(What you need to do): Return each entry exactly, so that nothing in the data differs from the original.

(The data):
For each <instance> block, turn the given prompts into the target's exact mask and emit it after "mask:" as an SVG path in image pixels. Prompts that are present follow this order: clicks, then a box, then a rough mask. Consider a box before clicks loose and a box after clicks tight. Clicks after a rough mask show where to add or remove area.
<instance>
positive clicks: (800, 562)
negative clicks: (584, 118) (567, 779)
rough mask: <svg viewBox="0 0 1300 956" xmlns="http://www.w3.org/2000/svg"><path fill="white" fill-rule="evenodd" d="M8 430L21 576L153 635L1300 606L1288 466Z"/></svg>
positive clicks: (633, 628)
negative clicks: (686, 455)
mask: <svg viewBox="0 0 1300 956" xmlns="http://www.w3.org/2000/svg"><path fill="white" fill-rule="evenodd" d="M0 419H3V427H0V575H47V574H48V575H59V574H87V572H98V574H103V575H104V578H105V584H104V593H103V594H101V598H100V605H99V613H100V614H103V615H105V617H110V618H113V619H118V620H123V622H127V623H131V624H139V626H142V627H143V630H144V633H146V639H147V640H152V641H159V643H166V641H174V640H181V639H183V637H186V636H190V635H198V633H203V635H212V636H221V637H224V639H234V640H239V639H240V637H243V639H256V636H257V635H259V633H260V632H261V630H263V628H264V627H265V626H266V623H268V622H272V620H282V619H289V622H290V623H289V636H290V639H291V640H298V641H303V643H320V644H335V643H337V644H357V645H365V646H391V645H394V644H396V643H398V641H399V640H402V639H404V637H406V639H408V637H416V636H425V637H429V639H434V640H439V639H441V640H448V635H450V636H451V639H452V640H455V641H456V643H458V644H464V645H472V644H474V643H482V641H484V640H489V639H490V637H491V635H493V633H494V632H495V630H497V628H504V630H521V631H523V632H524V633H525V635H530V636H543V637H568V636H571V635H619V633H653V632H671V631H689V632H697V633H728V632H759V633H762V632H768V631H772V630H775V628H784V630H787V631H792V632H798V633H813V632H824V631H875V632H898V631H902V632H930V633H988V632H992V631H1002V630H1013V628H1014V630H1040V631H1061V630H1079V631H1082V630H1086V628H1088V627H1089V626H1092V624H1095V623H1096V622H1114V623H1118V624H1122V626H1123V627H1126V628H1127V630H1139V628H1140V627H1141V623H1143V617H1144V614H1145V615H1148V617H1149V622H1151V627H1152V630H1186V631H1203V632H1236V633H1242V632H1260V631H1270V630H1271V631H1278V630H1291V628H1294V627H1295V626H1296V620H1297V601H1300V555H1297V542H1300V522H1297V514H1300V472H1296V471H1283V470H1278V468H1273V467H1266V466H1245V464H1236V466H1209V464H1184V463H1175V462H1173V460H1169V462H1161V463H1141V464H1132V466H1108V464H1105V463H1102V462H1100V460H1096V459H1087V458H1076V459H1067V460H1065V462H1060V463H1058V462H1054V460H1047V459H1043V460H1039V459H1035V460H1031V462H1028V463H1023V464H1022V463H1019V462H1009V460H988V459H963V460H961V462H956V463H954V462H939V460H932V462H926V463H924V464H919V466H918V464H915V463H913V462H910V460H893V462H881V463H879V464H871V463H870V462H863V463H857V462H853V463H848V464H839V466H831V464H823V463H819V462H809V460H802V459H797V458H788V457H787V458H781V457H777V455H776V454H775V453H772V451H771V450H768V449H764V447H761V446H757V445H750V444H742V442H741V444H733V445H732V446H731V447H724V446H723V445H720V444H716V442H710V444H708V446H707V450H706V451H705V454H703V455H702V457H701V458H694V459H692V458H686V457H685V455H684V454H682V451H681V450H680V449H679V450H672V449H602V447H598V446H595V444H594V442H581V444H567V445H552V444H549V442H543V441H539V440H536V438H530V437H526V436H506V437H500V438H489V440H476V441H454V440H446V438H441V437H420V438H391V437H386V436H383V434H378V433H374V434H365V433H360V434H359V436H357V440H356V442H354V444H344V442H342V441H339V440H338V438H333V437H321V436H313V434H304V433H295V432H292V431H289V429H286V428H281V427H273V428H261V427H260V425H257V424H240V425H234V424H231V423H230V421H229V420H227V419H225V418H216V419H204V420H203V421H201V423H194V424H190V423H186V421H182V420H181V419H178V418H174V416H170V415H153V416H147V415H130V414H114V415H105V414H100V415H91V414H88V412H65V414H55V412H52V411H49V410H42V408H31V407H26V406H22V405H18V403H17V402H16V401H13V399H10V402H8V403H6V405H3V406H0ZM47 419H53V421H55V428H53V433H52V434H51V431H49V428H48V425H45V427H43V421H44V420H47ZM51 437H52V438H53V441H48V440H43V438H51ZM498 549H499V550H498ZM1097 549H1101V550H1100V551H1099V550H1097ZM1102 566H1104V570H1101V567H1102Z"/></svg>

(Your response):
For each <instance> block, turn the given prompts into the target's exact mask and emit it after "mask:" as an SVG path in image pixels. Prompts that are present follow this order: clicks, then a box, then a rough mask. Consider a box before clicks loose and a box after clicks tight. Clicks after a rough mask show where to add or remove area.
<instance>
positive clicks: (800, 562)
negative clicks: (584, 118) (567, 779)
rough mask: <svg viewBox="0 0 1300 956" xmlns="http://www.w3.org/2000/svg"><path fill="white" fill-rule="evenodd" d="M8 430L21 576L153 635L1300 606L1288 466Z"/></svg>
positive clicks: (633, 628)
negative clicks: (686, 455)
mask: <svg viewBox="0 0 1300 956" xmlns="http://www.w3.org/2000/svg"><path fill="white" fill-rule="evenodd" d="M0 419H3V427H0V575H47V574H48V575H59V574H87V572H98V574H103V575H104V578H105V584H104V593H103V594H101V598H100V605H99V613H100V614H103V615H105V617H110V618H113V619H118V620H123V622H127V623H131V624H139V626H142V627H143V630H144V633H146V639H147V640H152V641H159V643H166V641H174V640H181V639H183V637H186V636H190V635H198V633H203V635H212V636H221V637H224V639H234V640H239V639H240V637H243V639H256V636H257V635H259V633H260V632H261V630H263V628H264V627H265V626H266V623H268V622H272V620H282V619H289V622H290V623H289V636H290V639H291V640H298V641H303V643H320V644H335V643H337V644H357V645H365V646H391V645H394V644H396V643H398V641H399V640H402V639H404V637H406V639H408V637H416V636H425V637H429V639H434V640H439V639H441V640H448V635H450V636H451V639H452V640H455V641H456V643H458V644H464V645H472V644H474V643H482V641H484V640H489V639H490V637H491V635H493V633H494V632H495V630H497V628H504V630H521V631H523V632H524V633H525V635H530V636H543V637H568V636H571V635H619V633H653V632H671V631H689V632H697V633H728V632H759V633H762V632H768V631H772V630H775V628H784V630H787V631H792V632H798V633H813V632H824V631H875V632H898V631H902V632H930V633H988V632H992V631H1002V630H1013V628H1014V630H1040V631H1061V630H1079V631H1082V630H1086V628H1088V627H1089V626H1092V624H1095V623H1096V622H1114V623H1118V624H1122V626H1123V627H1126V628H1127V630H1139V628H1140V627H1141V623H1143V617H1144V614H1145V615H1148V617H1149V622H1151V627H1152V630H1186V631H1203V632H1236V633H1242V632H1260V631H1270V630H1271V631H1278V630H1291V628H1294V627H1295V626H1296V620H1297V601H1300V555H1297V542H1300V522H1297V514H1300V472H1296V471H1283V470H1278V468H1273V467H1266V466H1245V464H1236V466H1209V464H1184V463H1175V462H1173V460H1169V462H1161V463H1141V464H1132V466H1108V464H1105V463H1102V462H1100V460H1096V459H1087V458H1076V459H1067V460H1065V462H1060V463H1058V462H1054V460H1047V459H1043V460H1039V459H1035V460H1031V462H1028V463H1023V464H1022V463H1019V462H1009V460H988V459H963V460H961V462H956V463H954V462H939V460H932V462H926V463H924V464H919V466H918V464H915V463H913V462H910V460H893V462H881V463H879V464H871V463H870V462H863V463H857V462H853V463H848V464H839V466H831V464H823V463H819V462H809V460H802V459H797V458H788V457H787V458H781V457H777V455H776V454H775V453H772V451H771V450H768V449H764V447H761V446H757V445H750V444H742V442H741V444H733V445H732V446H731V447H724V446H723V445H720V444H716V442H710V444H708V446H707V450H706V451H705V454H703V455H702V457H701V458H694V459H692V458H686V457H685V455H684V454H682V451H681V450H680V449H679V450H672V449H602V447H598V446H595V444H594V442H581V444H567V445H552V444H549V442H543V441H539V440H536V438H530V437H526V436H506V437H500V438H489V440H476V441H454V440H446V438H441V437H420V438H391V437H386V436H383V434H378V433H374V434H365V433H360V434H359V436H357V440H356V442H354V444H344V442H342V441H339V440H338V438H333V437H321V436H313V434H304V433H295V432H292V431H289V429H286V428H281V427H273V428H261V427H260V425H257V424H240V425H234V424H231V423H230V421H229V420H227V419H225V418H216V419H204V420H203V421H201V423H194V424H190V423H186V421H182V420H181V419H178V418H174V416H170V415H153V416H147V415H130V414H114V415H105V414H100V415H91V414H88V412H65V414H55V412H52V411H49V410H42V408H31V407H26V406H22V405H18V403H17V402H16V401H13V399H10V402H8V403H6V405H3V406H0ZM47 419H53V421H55V428H53V433H52V434H51V431H49V428H48V425H45V427H43V421H44V420H47ZM51 437H52V438H53V441H48V440H43V438H51ZM498 549H499V550H498ZM1097 549H1101V550H1100V551H1099V550H1097ZM1102 566H1104V570H1101V567H1102Z"/></svg>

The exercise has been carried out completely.